*GIVEN TASK*.
Arrange the rows, starting at the very first line and ending at the line that contains "POLYGON ((130 128, 135", both included, as a Markdown table with the columns n and Line. Skip blank lines and leave the pictures out.
# START OF MATERIAL TO PROCESS
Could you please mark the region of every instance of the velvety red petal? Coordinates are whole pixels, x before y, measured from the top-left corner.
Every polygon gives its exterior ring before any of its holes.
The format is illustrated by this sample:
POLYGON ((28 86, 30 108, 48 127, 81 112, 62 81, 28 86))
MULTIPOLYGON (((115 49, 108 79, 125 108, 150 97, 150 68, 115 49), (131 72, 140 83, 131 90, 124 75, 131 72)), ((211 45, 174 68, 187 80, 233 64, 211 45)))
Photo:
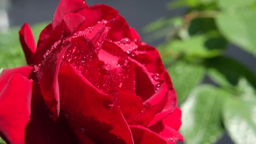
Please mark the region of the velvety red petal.
POLYGON ((4 69, 0 75, 0 93, 6 84, 9 78, 14 74, 20 74, 26 77, 29 77, 33 67, 23 66, 11 69, 4 69))
POLYGON ((111 96, 118 105, 118 91, 113 77, 104 62, 99 59, 94 44, 83 36, 72 38, 71 41, 72 44, 64 55, 62 66, 71 64, 97 89, 111 96))
POLYGON ((145 67, 136 60, 129 59, 133 63, 136 73, 136 95, 140 96, 143 101, 151 97, 160 87, 160 84, 152 77, 145 67))
POLYGON ((179 130, 181 125, 181 110, 179 107, 176 107, 172 113, 164 118, 162 122, 164 125, 179 130))
POLYGON ((53 120, 40 94, 40 85, 33 85, 30 119, 22 131, 26 144, 77 144, 79 140, 61 112, 56 121, 53 120))
POLYGON ((98 56, 111 72, 116 85, 135 94, 135 70, 125 53, 115 43, 105 41, 98 56))
POLYGON ((139 96, 124 88, 119 88, 118 90, 120 109, 128 124, 147 126, 155 114, 152 106, 144 104, 139 96))
POLYGON ((50 24, 43 30, 37 43, 34 64, 38 65, 42 63, 44 59, 44 55, 47 51, 50 51, 54 43, 61 39, 63 29, 63 26, 61 25, 53 30, 52 24, 50 24))
POLYGON ((118 15, 115 19, 107 37, 113 41, 120 41, 125 37, 131 40, 134 40, 128 24, 125 19, 120 15, 118 15))
POLYGON ((106 27, 107 24, 107 22, 105 20, 98 23, 93 27, 91 32, 86 36, 94 44, 95 51, 97 53, 100 50, 108 33, 109 27, 106 27))
POLYGON ((177 141, 184 141, 183 136, 178 131, 158 123, 149 128, 149 129, 164 137, 168 144, 175 144, 177 141))
POLYGON ((64 16, 64 21, 68 28, 70 35, 75 32, 85 19, 83 15, 75 13, 69 13, 64 16))
POLYGON ((85 22, 77 30, 83 31, 103 20, 112 20, 117 15, 118 11, 108 5, 96 4, 84 9, 78 12, 77 13, 81 14, 86 18, 85 22))
POLYGON ((163 73, 164 67, 156 48, 149 45, 137 44, 138 48, 134 51, 136 60, 144 64, 150 72, 158 75, 163 73))
POLYGON ((130 128, 135 144, 168 144, 164 138, 145 127, 131 125, 130 128))
POLYGON ((169 113, 168 111, 163 111, 156 115, 148 126, 160 122, 164 125, 168 126, 176 131, 179 130, 181 125, 181 111, 176 107, 173 112, 169 113))
POLYGON ((20 74, 13 75, 0 93, 0 133, 10 144, 25 144, 32 82, 20 74))
POLYGON ((28 64, 33 64, 36 46, 30 27, 25 24, 19 31, 19 40, 28 64))
POLYGON ((53 118, 57 120, 59 114, 59 92, 58 74, 62 56, 71 45, 58 45, 45 57, 38 72, 42 95, 53 118))
POLYGON ((132 39, 135 40, 135 41, 139 41, 141 39, 141 37, 139 35, 136 30, 132 27, 130 27, 130 32, 131 35, 132 39))
POLYGON ((76 13, 87 6, 87 4, 83 0, 61 0, 53 16, 53 29, 62 22, 64 16, 69 13, 76 13))
POLYGON ((59 81, 61 109, 74 128, 96 143, 133 144, 129 126, 111 96, 70 64, 60 69, 59 81))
# END OF MATERIAL TO PROCESS
*SOLUTION*.
| n | Line |
|---|---|
| 1 | Could you please mark the region of every instance of the velvety red petal? Coordinates are whole pixels, x before y, measured from the top-left corner. |
| 2 | Every polygon gives its exterior ring before any of its holes. |
| 3 | The format is illustrated by this sample: |
| 4 | POLYGON ((28 86, 30 108, 48 127, 81 112, 62 81, 28 86)) |
| 5 | MULTIPOLYGON (((115 49, 108 79, 125 108, 150 97, 150 68, 115 49), (131 72, 140 83, 131 90, 124 75, 131 72)), ((211 45, 174 68, 187 80, 233 64, 211 45))) |
| 6 | Photo: |
| 7 | Please mark the region of the velvety red petal. |
| 8 | POLYGON ((4 69, 0 75, 0 93, 6 84, 9 78, 14 74, 20 74, 26 77, 29 77, 33 67, 23 66, 11 69, 4 69)) |
| 9 | POLYGON ((111 96, 118 105, 118 91, 113 77, 104 62, 99 59, 94 44, 83 36, 72 38, 71 41, 72 44, 64 55, 62 66, 71 64, 97 89, 111 96)) |
| 10 | POLYGON ((145 67, 136 60, 129 59, 133 63, 136 73, 136 95, 140 96, 143 101, 151 97, 160 87, 160 84, 152 77, 145 67)) |
| 11 | POLYGON ((179 130, 181 125, 181 110, 179 107, 176 107, 172 113, 164 118, 162 122, 164 125, 179 130)) |
| 12 | POLYGON ((53 120, 40 94, 40 85, 33 85, 30 119, 22 131, 26 144, 77 144, 79 140, 61 112, 56 121, 53 120)) |
| 13 | POLYGON ((98 56, 111 72, 116 85, 135 94, 135 70, 125 53, 115 43, 105 41, 98 56)) |
| 14 | POLYGON ((139 96, 124 88, 119 88, 118 90, 120 109, 128 124, 147 126, 155 114, 152 106, 144 104, 139 96)) |
| 15 | POLYGON ((50 24, 43 30, 37 43, 34 64, 38 65, 42 63, 44 59, 44 55, 47 51, 50 51, 54 43, 61 39, 63 29, 63 26, 61 25, 53 30, 52 24, 50 24)) |
| 16 | POLYGON ((118 15, 115 19, 107 37, 113 41, 120 41, 125 37, 131 40, 134 40, 128 24, 125 19, 120 15, 118 15)) |
| 17 | POLYGON ((106 27, 107 24, 107 22, 105 20, 98 23, 93 27, 91 32, 86 36, 94 44, 95 51, 97 53, 100 50, 108 33, 109 27, 106 27)) |
| 18 | POLYGON ((177 141, 184 141, 183 136, 178 131, 158 123, 149 128, 149 129, 164 137, 168 144, 175 144, 177 141)) |
| 19 | POLYGON ((64 16, 64 21, 68 28, 70 35, 75 32, 85 19, 83 15, 75 13, 69 13, 64 16)) |
| 20 | POLYGON ((85 22, 77 30, 83 31, 103 20, 112 20, 117 15, 118 11, 108 5, 96 4, 84 9, 78 12, 77 13, 81 14, 86 18, 85 22)) |
| 21 | POLYGON ((163 73, 164 67, 156 48, 149 45, 137 44, 138 48, 134 51, 136 60, 144 64, 150 72, 158 75, 163 73)) |
| 22 | POLYGON ((130 128, 135 144, 168 144, 164 138, 145 127, 131 125, 130 128)) |